- Your goal:
Only a slice of the listing below is wanted. Retype the lines from the one containing "Find the white" through the one containing "Find the bowl", exactly, both ends included.

- Data to use:
════════

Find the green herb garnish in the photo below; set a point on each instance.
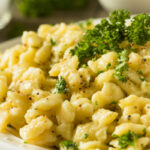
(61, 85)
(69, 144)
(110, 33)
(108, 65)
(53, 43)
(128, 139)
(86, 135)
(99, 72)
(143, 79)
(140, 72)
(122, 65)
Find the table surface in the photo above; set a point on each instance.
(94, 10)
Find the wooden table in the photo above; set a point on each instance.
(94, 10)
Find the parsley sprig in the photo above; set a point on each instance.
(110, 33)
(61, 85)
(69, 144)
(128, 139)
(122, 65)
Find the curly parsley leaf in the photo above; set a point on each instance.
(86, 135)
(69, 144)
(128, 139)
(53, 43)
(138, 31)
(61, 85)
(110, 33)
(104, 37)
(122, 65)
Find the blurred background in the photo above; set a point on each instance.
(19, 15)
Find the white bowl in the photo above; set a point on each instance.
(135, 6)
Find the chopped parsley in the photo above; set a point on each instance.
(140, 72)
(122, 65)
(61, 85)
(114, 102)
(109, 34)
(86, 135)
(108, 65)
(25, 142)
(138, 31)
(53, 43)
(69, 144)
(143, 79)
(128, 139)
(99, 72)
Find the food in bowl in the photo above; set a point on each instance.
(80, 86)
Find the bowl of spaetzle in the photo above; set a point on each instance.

════════

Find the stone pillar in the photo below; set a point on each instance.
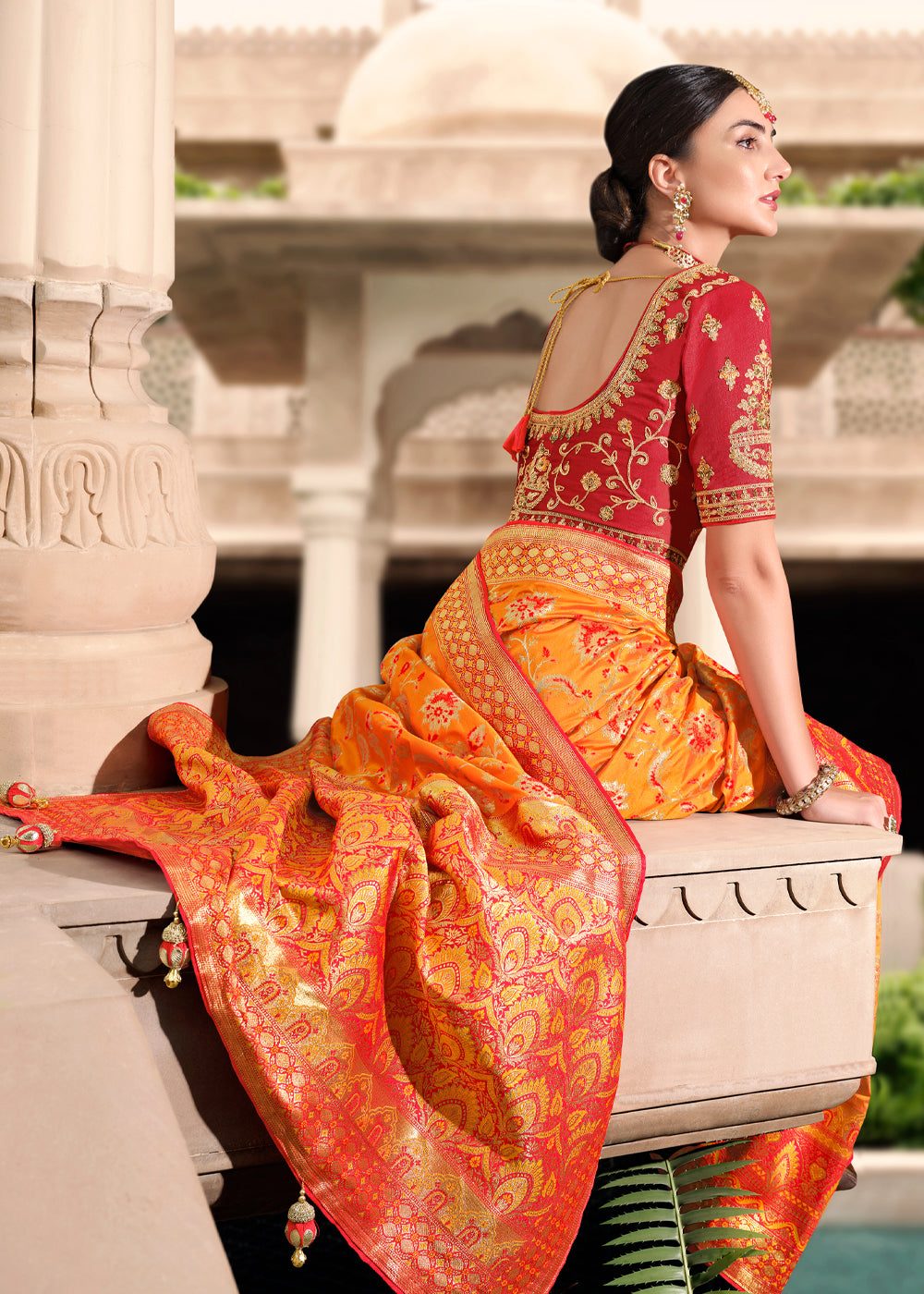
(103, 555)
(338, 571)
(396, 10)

════════

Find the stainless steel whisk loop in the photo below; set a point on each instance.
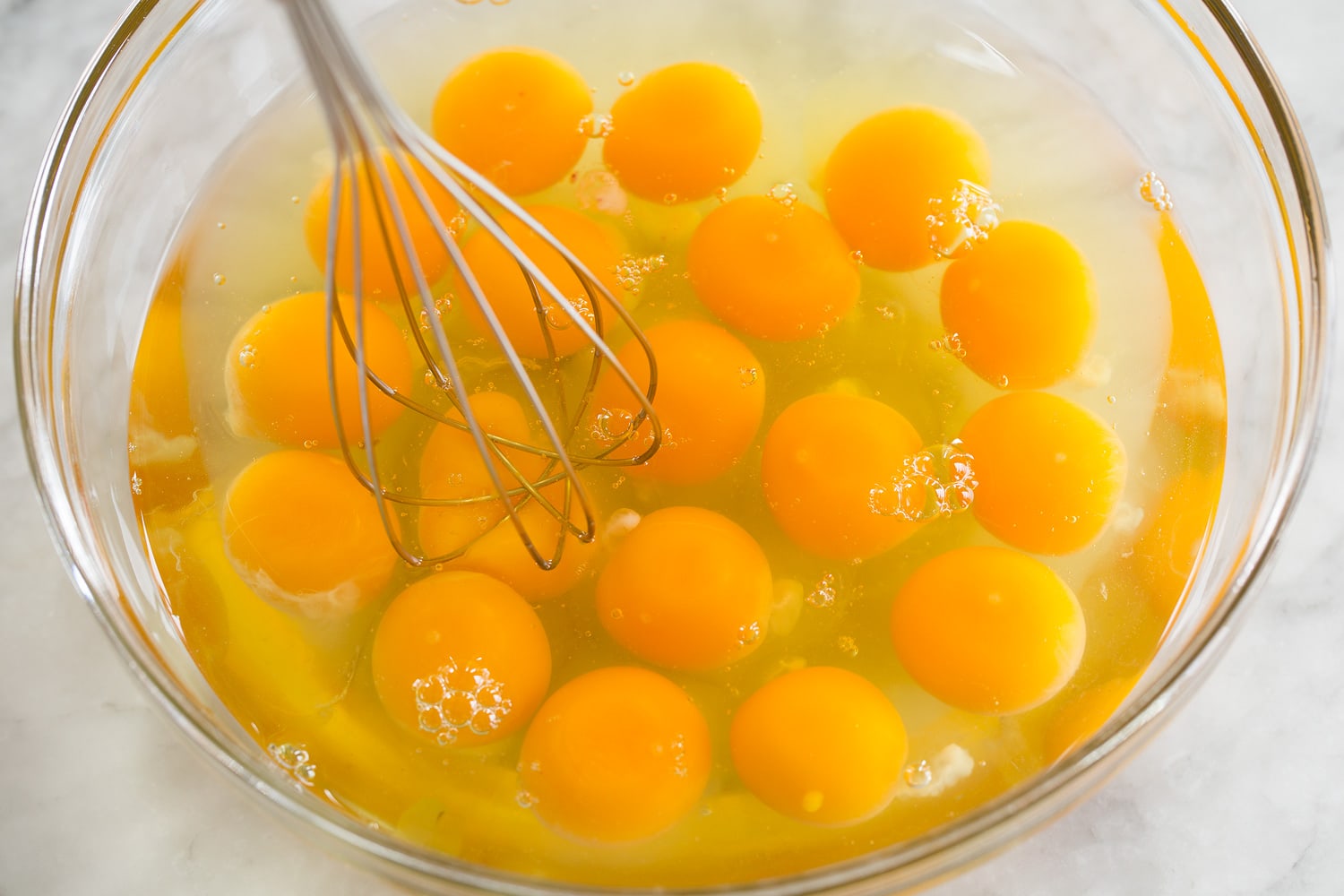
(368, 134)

════════

- The completed task:
Find the white bowl in the photo above; set a point on each instance.
(135, 6)
Find the chopped parsley in the photo above; set a point on each instance.
(140, 72)
(122, 65)
(61, 85)
(114, 102)
(109, 34)
(86, 135)
(108, 65)
(25, 142)
(138, 31)
(53, 43)
(69, 144)
(143, 79)
(128, 139)
(99, 72)
Find the food in bowl in the photo above; set a point on each instance.
(80, 86)
Find the bowl of spaetzle in the photo above; set a point on each instance.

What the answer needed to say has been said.